*** Opening DATASET EXTRACT ***

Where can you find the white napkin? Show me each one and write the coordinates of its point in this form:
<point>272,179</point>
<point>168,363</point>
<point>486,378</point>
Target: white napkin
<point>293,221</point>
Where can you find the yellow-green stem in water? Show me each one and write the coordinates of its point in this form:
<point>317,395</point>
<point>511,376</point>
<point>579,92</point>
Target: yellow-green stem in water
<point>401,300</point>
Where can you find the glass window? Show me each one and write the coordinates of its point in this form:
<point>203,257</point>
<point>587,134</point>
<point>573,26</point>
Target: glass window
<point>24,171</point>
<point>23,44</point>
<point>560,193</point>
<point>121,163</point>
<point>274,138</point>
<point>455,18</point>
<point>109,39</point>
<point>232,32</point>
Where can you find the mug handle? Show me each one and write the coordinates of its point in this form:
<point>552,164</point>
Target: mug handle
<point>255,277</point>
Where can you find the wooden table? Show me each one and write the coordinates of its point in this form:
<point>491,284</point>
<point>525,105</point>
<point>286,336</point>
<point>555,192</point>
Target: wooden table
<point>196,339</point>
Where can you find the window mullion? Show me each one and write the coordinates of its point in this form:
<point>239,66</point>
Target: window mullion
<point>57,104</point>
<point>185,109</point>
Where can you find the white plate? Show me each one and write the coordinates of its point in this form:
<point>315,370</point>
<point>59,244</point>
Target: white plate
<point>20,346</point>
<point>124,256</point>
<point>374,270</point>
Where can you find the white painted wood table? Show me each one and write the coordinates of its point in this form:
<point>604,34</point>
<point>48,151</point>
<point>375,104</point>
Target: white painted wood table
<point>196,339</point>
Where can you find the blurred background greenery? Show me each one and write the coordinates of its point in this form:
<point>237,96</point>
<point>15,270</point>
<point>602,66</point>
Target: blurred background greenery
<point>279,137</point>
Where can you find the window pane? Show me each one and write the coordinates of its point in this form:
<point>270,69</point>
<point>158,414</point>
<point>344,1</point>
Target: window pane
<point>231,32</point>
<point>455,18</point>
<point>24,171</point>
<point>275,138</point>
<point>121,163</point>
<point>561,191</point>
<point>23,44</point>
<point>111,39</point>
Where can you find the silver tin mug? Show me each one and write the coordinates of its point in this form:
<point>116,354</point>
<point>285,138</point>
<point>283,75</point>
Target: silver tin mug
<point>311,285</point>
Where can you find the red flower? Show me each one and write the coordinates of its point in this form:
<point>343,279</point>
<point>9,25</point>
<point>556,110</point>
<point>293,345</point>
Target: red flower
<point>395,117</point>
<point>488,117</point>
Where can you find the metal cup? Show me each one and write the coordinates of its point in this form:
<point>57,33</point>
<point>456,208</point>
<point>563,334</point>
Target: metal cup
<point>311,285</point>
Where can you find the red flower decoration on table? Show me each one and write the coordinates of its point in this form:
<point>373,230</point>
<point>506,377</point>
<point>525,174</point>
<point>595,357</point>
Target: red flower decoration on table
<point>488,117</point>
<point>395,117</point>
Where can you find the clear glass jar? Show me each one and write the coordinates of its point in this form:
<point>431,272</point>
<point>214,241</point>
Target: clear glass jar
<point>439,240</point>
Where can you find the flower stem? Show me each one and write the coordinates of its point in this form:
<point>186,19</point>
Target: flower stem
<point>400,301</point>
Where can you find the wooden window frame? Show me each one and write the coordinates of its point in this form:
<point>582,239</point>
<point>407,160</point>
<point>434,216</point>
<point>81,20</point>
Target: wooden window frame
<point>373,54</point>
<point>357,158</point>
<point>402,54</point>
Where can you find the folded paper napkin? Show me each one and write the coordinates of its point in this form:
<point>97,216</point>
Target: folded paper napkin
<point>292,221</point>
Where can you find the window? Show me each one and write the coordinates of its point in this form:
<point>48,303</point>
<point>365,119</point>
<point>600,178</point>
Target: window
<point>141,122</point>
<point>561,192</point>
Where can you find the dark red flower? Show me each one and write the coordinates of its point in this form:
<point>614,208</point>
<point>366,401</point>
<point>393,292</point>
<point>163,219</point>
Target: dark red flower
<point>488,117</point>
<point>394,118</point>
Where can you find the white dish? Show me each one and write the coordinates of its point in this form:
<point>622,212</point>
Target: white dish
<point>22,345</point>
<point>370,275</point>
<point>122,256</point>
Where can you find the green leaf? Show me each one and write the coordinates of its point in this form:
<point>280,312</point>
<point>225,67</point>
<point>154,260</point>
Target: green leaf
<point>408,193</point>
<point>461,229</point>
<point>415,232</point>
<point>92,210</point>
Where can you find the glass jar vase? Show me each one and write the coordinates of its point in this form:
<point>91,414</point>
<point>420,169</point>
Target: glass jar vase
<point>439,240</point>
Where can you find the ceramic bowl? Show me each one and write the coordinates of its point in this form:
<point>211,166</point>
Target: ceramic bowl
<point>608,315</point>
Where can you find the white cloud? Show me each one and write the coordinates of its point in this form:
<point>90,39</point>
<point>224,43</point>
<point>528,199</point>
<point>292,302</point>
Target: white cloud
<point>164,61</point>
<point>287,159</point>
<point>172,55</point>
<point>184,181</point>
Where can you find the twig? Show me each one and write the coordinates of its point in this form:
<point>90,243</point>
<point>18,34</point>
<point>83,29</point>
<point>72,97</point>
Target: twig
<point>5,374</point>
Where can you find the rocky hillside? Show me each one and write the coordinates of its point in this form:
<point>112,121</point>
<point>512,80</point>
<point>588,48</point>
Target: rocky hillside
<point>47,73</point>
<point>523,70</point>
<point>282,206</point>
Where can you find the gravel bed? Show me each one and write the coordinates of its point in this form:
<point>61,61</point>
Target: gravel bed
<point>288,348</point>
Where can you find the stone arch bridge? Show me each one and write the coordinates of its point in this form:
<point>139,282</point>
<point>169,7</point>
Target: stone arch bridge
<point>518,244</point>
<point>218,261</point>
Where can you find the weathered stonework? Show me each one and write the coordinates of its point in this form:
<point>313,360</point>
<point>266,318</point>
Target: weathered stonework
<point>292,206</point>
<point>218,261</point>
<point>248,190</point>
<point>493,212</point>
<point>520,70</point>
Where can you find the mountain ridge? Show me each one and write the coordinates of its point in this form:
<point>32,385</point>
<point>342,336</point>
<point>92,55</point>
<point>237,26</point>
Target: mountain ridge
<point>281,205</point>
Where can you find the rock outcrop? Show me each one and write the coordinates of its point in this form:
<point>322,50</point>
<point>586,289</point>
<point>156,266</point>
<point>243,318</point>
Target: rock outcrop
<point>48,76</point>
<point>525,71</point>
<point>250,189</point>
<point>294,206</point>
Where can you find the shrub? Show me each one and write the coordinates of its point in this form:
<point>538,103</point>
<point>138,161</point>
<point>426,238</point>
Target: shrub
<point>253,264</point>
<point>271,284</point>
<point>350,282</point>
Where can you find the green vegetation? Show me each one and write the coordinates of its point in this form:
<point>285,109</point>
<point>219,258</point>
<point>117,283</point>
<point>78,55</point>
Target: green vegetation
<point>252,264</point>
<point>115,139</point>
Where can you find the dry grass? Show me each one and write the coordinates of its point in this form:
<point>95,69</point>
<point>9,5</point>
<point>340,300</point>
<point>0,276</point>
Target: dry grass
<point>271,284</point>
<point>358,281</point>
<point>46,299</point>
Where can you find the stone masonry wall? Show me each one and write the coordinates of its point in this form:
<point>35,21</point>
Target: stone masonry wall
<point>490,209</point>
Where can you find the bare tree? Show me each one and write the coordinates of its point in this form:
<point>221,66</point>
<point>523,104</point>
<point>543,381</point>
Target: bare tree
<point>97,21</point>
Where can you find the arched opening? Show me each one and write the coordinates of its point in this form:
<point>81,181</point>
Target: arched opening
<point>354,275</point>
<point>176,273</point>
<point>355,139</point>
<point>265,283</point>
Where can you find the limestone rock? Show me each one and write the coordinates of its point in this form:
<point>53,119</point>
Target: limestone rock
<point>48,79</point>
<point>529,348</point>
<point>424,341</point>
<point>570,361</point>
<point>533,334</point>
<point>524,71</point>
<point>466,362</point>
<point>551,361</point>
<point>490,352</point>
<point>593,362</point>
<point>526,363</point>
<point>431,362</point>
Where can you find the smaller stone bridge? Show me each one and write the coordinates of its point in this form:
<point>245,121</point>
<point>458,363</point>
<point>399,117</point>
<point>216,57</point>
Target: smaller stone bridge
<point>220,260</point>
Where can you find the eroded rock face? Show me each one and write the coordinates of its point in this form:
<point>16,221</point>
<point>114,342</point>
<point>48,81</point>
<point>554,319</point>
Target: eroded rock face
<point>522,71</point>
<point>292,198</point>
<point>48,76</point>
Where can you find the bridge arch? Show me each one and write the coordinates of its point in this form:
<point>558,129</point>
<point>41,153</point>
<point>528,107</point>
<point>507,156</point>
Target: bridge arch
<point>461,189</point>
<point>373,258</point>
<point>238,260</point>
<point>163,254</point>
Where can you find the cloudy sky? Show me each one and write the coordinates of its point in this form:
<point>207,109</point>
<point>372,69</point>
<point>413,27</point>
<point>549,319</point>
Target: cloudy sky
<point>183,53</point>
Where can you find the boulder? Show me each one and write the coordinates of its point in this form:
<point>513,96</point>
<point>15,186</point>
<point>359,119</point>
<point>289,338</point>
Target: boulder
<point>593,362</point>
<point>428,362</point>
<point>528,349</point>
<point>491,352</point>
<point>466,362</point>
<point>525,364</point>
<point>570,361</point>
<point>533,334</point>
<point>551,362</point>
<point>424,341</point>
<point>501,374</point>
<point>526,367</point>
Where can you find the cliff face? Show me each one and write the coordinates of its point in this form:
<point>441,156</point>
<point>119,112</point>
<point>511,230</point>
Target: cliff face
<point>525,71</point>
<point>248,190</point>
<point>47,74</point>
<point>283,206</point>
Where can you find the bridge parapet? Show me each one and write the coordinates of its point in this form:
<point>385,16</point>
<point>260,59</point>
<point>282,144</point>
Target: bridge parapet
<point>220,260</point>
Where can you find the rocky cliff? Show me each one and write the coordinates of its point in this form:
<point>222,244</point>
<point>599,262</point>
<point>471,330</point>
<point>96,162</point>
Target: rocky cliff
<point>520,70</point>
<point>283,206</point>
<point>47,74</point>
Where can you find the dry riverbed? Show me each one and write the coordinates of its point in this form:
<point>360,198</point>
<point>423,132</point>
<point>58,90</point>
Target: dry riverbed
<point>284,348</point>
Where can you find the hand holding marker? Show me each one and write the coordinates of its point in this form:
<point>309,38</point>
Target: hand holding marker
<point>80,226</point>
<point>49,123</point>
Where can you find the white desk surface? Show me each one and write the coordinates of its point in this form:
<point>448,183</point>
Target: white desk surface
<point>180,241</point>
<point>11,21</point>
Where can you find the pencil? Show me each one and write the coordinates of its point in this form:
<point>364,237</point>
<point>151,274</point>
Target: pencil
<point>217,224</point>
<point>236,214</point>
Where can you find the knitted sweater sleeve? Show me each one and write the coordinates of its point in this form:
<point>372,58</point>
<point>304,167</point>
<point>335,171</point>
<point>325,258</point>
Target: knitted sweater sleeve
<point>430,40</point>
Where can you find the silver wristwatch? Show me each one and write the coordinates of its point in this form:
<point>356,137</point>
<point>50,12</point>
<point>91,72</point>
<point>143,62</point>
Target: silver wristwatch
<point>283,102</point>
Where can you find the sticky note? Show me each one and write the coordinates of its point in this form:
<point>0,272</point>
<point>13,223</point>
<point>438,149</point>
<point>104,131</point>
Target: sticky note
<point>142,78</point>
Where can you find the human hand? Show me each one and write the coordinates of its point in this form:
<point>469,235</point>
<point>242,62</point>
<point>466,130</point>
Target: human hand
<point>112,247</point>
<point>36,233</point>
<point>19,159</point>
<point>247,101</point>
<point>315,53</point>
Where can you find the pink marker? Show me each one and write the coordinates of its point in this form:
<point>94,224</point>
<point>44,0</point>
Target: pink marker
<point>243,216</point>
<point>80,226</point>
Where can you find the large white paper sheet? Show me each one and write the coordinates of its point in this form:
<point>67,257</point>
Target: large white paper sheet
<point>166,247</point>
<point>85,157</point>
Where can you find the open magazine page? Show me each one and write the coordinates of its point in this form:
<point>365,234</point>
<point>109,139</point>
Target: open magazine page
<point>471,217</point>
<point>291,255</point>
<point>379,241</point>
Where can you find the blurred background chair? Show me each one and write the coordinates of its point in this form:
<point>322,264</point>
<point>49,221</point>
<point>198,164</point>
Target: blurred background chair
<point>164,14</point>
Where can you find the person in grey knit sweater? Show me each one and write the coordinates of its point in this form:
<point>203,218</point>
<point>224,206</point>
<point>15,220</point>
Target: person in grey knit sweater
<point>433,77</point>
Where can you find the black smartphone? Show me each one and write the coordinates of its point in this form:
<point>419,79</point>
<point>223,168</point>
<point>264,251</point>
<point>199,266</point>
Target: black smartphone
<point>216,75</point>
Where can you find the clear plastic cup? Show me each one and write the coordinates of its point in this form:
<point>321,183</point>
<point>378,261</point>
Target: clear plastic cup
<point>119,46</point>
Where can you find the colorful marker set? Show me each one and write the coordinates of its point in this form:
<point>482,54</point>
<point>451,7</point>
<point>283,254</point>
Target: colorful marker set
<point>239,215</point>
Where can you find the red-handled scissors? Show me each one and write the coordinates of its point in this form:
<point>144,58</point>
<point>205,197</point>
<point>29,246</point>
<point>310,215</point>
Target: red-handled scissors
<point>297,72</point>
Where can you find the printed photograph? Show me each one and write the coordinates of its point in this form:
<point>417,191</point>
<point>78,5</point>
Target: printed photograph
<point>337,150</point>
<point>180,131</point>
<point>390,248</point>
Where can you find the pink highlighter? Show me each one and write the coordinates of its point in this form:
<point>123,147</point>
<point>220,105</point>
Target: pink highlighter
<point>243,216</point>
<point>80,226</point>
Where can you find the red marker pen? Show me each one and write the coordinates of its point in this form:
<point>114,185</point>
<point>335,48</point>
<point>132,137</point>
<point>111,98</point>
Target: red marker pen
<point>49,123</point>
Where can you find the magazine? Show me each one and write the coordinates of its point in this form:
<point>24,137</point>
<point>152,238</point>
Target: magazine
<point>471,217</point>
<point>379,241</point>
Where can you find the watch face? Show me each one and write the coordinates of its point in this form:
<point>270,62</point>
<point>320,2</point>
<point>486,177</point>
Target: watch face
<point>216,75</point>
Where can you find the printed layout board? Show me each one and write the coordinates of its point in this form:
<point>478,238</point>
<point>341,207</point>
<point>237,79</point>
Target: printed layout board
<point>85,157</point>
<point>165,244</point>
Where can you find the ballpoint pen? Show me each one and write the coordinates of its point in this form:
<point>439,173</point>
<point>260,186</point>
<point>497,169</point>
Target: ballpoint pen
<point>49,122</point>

*** Closing DATASET EXTRACT ***

WHAT TO WORK ON -
For this exercise, please output exactly the lines above starting at the line with "<point>399,117</point>" and ending at the line with "Where can you find the boulder?", ends included.

ANSWER SPACE -
<point>399,117</point>
<point>216,57</point>
Target: smaller stone bridge
<point>220,260</point>
Where can you find the eroded rock face? Show me each one and write the coordinates of its point in this form:
<point>16,221</point>
<point>114,342</point>
<point>48,81</point>
<point>554,319</point>
Target: eroded rock face
<point>522,71</point>
<point>292,198</point>
<point>48,76</point>
Where can you find the bridge arch? Show me each one and write the coordinates of its point in this form:
<point>558,129</point>
<point>41,153</point>
<point>528,107</point>
<point>507,156</point>
Target: bridge arch
<point>461,189</point>
<point>373,258</point>
<point>238,260</point>
<point>163,254</point>
Where can you find the cloudy sky? Show me each one and write the coordinates of its point in this form:
<point>207,109</point>
<point>372,69</point>
<point>413,27</point>
<point>549,319</point>
Target: cloudy sky
<point>183,53</point>
Where can you find the boulder? Show me each one and write the coordinates of its point in this form:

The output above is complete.